■ Instruction ■
Please count how many lines in the rows below contain the string "tower", and reply with that number only.

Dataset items
········

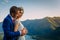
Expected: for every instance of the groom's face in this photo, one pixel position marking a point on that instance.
(19, 14)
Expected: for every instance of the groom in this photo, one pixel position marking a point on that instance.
(8, 26)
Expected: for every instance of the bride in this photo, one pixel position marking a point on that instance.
(19, 27)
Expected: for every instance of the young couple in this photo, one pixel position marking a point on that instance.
(12, 27)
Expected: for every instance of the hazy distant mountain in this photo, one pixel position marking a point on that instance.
(48, 26)
(44, 27)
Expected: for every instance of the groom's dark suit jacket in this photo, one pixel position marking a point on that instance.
(8, 28)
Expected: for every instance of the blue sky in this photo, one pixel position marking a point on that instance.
(33, 9)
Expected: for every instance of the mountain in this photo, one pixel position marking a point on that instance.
(45, 27)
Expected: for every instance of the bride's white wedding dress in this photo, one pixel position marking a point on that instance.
(20, 28)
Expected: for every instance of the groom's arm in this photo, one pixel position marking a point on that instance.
(7, 30)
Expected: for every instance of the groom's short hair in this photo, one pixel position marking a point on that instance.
(13, 10)
(21, 9)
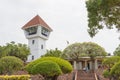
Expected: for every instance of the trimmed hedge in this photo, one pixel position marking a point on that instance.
(64, 65)
(15, 77)
(47, 68)
(10, 64)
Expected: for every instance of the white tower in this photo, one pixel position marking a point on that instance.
(37, 32)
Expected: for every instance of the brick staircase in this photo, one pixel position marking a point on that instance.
(82, 75)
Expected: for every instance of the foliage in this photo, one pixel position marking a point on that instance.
(15, 77)
(11, 49)
(47, 69)
(106, 74)
(102, 13)
(53, 53)
(117, 51)
(78, 50)
(10, 64)
(111, 61)
(73, 51)
(115, 71)
(63, 64)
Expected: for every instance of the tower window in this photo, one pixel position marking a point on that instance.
(33, 41)
(41, 46)
(32, 57)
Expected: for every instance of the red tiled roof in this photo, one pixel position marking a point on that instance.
(36, 21)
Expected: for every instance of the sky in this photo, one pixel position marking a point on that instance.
(67, 18)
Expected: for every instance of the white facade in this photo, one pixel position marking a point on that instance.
(36, 41)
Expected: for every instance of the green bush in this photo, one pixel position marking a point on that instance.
(9, 64)
(47, 68)
(64, 65)
(115, 70)
(15, 77)
(106, 73)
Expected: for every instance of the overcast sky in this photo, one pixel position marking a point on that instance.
(67, 18)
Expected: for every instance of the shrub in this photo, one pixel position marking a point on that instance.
(115, 70)
(15, 77)
(64, 65)
(9, 64)
(106, 73)
(47, 68)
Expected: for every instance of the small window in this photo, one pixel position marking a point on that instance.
(41, 46)
(33, 41)
(32, 57)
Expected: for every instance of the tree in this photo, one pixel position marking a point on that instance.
(48, 72)
(93, 50)
(73, 51)
(53, 53)
(77, 50)
(109, 62)
(10, 64)
(115, 71)
(64, 66)
(102, 13)
(117, 51)
(19, 50)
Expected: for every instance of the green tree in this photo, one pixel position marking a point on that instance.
(117, 51)
(64, 66)
(53, 53)
(93, 50)
(73, 51)
(11, 49)
(48, 73)
(10, 64)
(102, 13)
(77, 50)
(109, 62)
(115, 71)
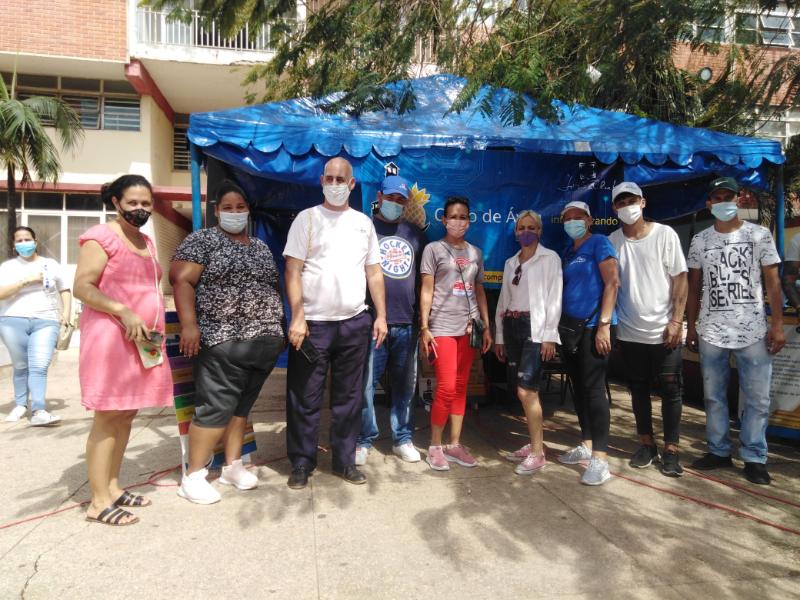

········

■ Response to the exercise ■
2